_SOURCE EXTRACT_
What Can a Virtual Agent Actually Do for Your Business?
Every organization has different needs when architecting an automated self-service or virtual agent strategy. Companies of all sizes -- even ones that don’t have traditional contact centers -- can benefit from intelligent virtual agents. Depending on your specific type of business and tasks performed, a virtual agent can help reduce costs, increase customer satisfaction, and improve productivity.
 
  • Smaller Organizations -- If you have a small or local business, you may not have a contact center in the traditional sense, but you do have employees whose job entails varying degrees of customer contact. Your volume of customer interactions may not be as high as a company that requires a contact center; however, because the technology is so cost effective, a virtual agent can help you reduce costs and improve your customer’s experience in a number of ways. You can:
    • Enable callers to request call-backs instead of waiting on hold
    • Offer automated appointment scheduling and reminders
    • Offer to send directions via SMS
    • Replace frustrating touchtone menus for incoming calls with natural conversations
    • Offer automated order lookups
    • Collect payments for services -- and be PCI-compliant
    • Offer self-service support outside of standard business hours
 
  • Mid-Size and Large Enterprises -- Your organization has a traditional contact center for customer service and/or sales. Your contact center may range in size from small (1-100 agents), mid-size (100-500 agents), large (500+ agents) to global (multiple locations around the world, typically 1,000+ agents). Virtual agents can play a key role in cost reduction, compliance, and digital transformation for your organization. They can:
    • Augment contact center agents with easy-to-use, conversational self-service across multiple channels
    • Reduce customer service costs by offloading easy repetitive tasks currently handled by agents
    • Provide VIP service to your most important customers by routing them immediately to someone who can help them
    • Extend service business hours
    • Handle growing volumes of interactions, support peak seasonal transactions, new services, and products without adding employees
    • Ensure compliance across industries -- including automated solutions for PCI payments, HIPPA, and TCPA
    • Offer more complex, transactional self-service applications like making hotel reservations, booking travel, or applying for a loan
 
What Makes a Virtual Agent Intelligent?

_AIM_
In the text on virtual agents, what size range is given for a mid-size contact center?

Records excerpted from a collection

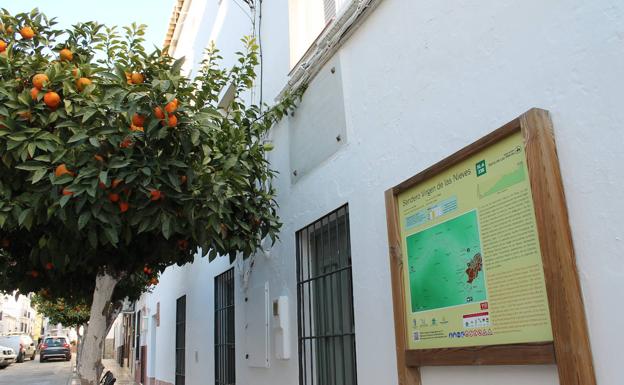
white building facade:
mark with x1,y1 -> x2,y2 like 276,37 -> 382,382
0,294 -> 36,336
132,0 -> 624,385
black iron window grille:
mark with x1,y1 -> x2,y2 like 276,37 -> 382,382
175,295 -> 186,385
296,205 -> 357,385
214,268 -> 236,385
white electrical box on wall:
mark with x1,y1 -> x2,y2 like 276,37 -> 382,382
245,282 -> 271,368
273,296 -> 290,360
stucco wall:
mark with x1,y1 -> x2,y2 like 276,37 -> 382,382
148,0 -> 624,385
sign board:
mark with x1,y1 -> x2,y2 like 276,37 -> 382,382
386,109 -> 595,385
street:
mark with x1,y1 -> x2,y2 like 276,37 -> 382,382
0,356 -> 74,385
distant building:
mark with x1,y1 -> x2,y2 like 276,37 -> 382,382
0,294 -> 36,336
115,0 -> 624,385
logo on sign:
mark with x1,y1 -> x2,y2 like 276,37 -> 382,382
476,159 -> 487,176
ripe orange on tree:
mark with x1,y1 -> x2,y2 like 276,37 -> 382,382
119,138 -> 132,148
150,190 -> 164,202
132,113 -> 145,127
119,202 -> 130,213
43,91 -> 61,109
30,87 -> 39,100
33,74 -> 50,90
59,48 -> 74,61
54,163 -> 73,178
163,115 -> 178,127
76,78 -> 91,91
20,26 -> 35,39
154,107 -> 165,120
165,99 -> 178,114
130,72 -> 145,84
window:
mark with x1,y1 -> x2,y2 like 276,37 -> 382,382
214,268 -> 236,385
296,205 -> 357,385
134,310 -> 141,361
288,0 -> 344,68
175,295 -> 186,385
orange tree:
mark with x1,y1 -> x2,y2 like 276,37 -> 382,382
32,291 -> 89,329
0,10 -> 294,383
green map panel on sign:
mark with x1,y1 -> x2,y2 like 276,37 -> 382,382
477,162 -> 526,198
406,210 -> 487,313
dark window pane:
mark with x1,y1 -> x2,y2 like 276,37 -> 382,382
175,296 -> 186,385
214,268 -> 236,385
296,205 -> 357,385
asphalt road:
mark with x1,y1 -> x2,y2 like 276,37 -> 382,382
0,356 -> 74,385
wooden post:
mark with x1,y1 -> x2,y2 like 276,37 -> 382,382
385,109 -> 596,385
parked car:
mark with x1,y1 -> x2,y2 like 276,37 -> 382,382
39,336 -> 71,362
0,334 -> 37,362
0,345 -> 17,369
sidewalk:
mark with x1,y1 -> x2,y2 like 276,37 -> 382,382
102,359 -> 138,385
68,360 -> 139,385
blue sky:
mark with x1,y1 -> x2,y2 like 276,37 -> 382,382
0,0 -> 174,51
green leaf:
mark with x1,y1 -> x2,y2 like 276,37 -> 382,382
59,195 -> 72,207
162,216 -> 171,239
171,57 -> 184,74
78,211 -> 91,230
32,168 -> 48,184
67,131 -> 89,143
17,209 -> 33,228
82,109 -> 97,123
100,170 -> 108,184
104,227 -> 119,245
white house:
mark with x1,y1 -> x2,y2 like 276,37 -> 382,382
0,293 -> 40,335
125,0 -> 624,385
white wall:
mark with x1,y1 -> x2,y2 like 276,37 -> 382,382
150,0 -> 624,385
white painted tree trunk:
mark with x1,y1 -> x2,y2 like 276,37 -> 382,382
76,273 -> 119,385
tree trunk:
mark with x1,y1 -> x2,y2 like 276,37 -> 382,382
76,324 -> 87,368
77,273 -> 119,385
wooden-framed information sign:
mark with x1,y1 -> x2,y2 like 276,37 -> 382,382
386,109 -> 596,385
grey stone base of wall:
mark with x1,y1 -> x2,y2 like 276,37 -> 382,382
102,338 -> 115,359
147,377 -> 173,385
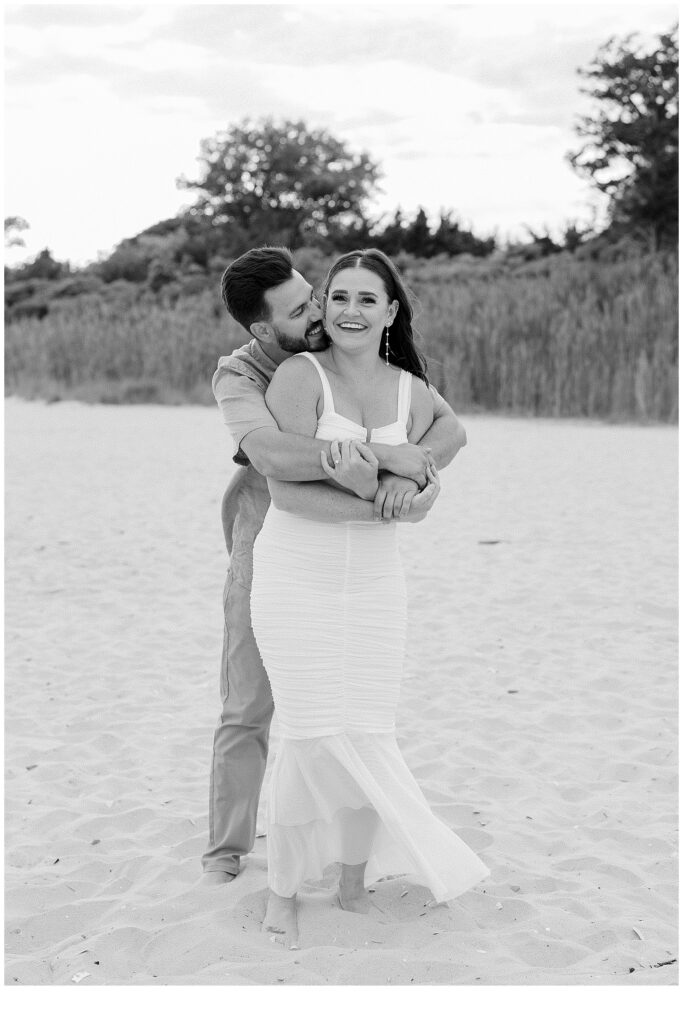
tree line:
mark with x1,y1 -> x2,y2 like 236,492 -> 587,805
5,27 -> 678,318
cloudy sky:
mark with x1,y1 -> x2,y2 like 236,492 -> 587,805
5,3 -> 677,264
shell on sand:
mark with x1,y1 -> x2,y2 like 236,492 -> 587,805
5,398 -> 678,987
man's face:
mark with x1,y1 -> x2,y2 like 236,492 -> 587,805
260,270 -> 330,352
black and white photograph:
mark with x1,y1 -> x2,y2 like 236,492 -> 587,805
4,3 -> 679,999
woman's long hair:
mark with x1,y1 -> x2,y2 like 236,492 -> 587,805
323,249 -> 429,384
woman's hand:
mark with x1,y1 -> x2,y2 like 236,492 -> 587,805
400,466 -> 441,522
374,472 -> 418,519
321,439 -> 379,501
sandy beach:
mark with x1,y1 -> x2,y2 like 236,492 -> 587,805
5,398 -> 678,986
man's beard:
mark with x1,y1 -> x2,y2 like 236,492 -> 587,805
278,330 -> 330,353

_WORKED SOLUTION_
100-500 agents.